All of lore.kernel.org
 help / color / mirror / Atom feed
From: Jakub Sitnicki <jakub@cloudflare.com>
To: Lorenz Bauer <lmb@cloudflare.com>
Cc: bpf <bpf@vger.kernel.org>, Networking <netdev@vger.kernel.org>,
	kernel-team <kernel-team@cloudflare.com>,
	Alexei Starovoitov <ast@kernel.org>,
	Daniel Borkmann <daniel@iogearbox.net>,
	"David S. Miller" <davem@davemloft.net>,
	Jakub Kicinski <kuba@kernel.org>,
	Marek Majkowski <marek@cloudflare.com>
Subject: Re: [PATCH bpf-next v3 04/16] inet: Run SK_LOOKUP BPF program on socket lookup
Date: Thu, 02 Jul 2020 14:46:41 +0200	[thread overview]
Message-ID: <87mu4inky6.fsf@cloudflare.com> (raw)
In-Reply-To: <CACAyw9-6OCPqg3eoPOPeKYy=kBNVJT8-qbLh6QOo=8aEV6pWjw@mail.gmail.com>

On Thu, Jul 02, 2020 at 12:27 PM CEST, Lorenz Bauer wrote:
> On Thu, 2 Jul 2020 at 10:24, Jakub Sitnicki <jakub@cloudflare.com> wrote:
>>
>> Run a BPF program before looking up a listening socket on the receive path.
>> Program selects a listening socket to yield as result of socket lookup by
>> calling bpf_sk_assign() helper and returning BPF_REDIRECT (7) code.
>>
>> Alternatively, program can also fail the lookup by returning with
>> BPF_DROP (1), or let the lookup continue as usual with BPF_OK (0) on
>> return. Other return values are treated the same as BPF_OK.
>
> I'd prefer if other values were treated as BPF_DROP, with other semantics
> unchanged. Otherwise we won't be able to introduce new semantics
> without potentially breaking user code.

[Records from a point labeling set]
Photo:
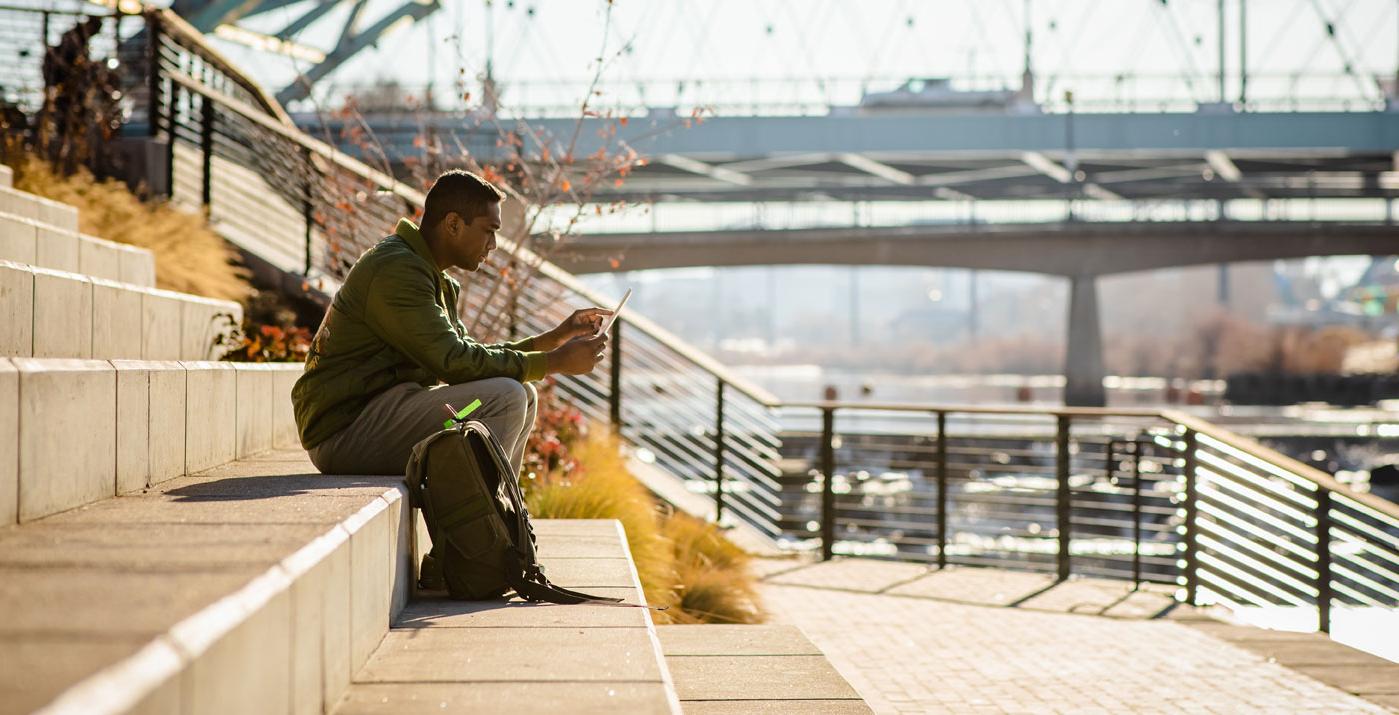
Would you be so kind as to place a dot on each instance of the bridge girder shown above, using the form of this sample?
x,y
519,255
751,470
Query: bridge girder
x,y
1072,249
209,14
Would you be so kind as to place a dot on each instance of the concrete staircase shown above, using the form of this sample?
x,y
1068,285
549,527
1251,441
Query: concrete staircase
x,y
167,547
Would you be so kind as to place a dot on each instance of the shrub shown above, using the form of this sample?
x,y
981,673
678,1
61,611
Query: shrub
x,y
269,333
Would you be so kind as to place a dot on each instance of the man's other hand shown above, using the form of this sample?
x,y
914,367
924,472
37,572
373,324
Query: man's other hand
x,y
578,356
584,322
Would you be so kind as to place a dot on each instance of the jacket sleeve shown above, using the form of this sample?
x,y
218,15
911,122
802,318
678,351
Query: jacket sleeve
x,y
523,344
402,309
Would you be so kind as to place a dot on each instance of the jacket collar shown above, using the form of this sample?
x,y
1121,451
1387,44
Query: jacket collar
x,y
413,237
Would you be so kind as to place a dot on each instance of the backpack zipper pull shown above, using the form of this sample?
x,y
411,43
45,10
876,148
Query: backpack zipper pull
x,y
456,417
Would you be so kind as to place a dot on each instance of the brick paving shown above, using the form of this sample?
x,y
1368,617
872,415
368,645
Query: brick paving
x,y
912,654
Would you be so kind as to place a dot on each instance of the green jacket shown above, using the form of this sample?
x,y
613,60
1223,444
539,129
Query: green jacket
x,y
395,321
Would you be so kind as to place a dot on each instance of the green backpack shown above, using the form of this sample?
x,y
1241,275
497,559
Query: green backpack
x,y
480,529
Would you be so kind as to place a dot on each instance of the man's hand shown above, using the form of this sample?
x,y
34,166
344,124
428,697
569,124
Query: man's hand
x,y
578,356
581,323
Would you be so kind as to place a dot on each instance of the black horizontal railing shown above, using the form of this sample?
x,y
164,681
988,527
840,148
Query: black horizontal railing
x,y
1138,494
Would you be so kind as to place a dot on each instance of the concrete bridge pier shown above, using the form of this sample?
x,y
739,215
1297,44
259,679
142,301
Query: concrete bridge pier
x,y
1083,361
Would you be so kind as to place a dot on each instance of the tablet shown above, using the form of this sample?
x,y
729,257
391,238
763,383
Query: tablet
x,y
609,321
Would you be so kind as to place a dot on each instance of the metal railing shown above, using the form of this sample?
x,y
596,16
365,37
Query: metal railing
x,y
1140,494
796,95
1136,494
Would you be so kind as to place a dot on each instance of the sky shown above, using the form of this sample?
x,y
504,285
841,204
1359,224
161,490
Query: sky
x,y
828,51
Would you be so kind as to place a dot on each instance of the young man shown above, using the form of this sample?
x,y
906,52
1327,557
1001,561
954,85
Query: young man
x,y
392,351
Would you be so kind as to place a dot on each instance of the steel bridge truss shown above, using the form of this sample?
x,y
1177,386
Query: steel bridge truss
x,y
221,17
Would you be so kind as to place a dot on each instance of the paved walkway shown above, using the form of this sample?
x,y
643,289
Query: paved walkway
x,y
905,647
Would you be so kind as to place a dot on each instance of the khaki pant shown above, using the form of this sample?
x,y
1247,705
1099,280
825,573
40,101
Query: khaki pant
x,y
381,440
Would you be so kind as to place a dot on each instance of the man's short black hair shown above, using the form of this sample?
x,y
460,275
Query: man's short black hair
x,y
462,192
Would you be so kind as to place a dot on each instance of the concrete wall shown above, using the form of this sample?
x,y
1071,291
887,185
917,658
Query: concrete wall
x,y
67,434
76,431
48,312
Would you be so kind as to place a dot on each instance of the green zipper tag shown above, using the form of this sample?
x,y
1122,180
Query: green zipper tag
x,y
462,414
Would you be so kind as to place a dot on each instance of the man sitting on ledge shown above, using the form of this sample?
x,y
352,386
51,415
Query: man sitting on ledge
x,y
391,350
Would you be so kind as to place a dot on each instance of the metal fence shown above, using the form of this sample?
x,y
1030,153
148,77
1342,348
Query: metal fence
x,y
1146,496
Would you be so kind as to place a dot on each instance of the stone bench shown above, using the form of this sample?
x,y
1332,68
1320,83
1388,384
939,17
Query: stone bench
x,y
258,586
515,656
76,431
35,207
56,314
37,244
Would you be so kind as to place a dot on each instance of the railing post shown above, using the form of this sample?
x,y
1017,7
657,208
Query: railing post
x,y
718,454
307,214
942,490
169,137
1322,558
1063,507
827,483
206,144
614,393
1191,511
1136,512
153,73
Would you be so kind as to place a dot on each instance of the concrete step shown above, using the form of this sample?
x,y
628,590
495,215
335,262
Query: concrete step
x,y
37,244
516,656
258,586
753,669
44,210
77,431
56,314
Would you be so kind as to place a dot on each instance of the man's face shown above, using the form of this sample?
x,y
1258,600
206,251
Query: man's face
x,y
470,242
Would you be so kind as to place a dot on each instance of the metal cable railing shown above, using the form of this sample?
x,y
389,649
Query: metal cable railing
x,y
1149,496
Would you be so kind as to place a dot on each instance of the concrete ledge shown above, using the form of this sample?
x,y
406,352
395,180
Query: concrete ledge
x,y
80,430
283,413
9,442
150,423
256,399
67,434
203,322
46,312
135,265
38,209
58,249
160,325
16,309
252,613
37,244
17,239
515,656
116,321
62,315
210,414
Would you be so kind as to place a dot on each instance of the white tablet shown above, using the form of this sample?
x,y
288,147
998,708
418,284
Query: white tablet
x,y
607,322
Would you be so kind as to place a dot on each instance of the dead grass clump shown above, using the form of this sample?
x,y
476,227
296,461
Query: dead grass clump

WORK TO DO →
- A) Answer these questions about the email on the SK_LOOKUP socket lookup patch:
(i) Which return code, along with its number, does the program return after calling bpf_sk_assign() to select a listening socket?
(ii) How would Lorenz Bauer prefer other return values to be treated?
(iii) On what date was the message sent?
- B) In the records, swap "white tablet" for "gray tablet" in the part that opens with the line containing "the concrete ledge" and closes with the end of the records. Give back only that part, with everything else unchanged.

RESPONSES →
- A)
(i) BPF_REDIRECT (7)
(ii) As BPF_DROP
(iii) Thu, 02 Jul 2020

- B)
Would you be so kind as to place a dot on each instance of the concrete ledge shown above, using the form of this sample?
x,y
406,352
395,180
Query: concrete ledge
x,y
80,430
283,413
9,442
150,423
256,399
67,434
203,322
46,312
135,265
38,209
58,249
160,325
16,309
252,613
37,244
17,239
515,656
116,321
62,315
210,414
Would you be so kind as to place a dot on each instance of the gray tablet shown above, using the form of this sample?
x,y
288,147
998,708
418,284
Query: gray tablet
x,y
607,322
Would you be so kind as to place a dot on each instance of the dead grass clump shown above, using the form of this sample?
x,y
476,227
296,461
Query: dead grass clump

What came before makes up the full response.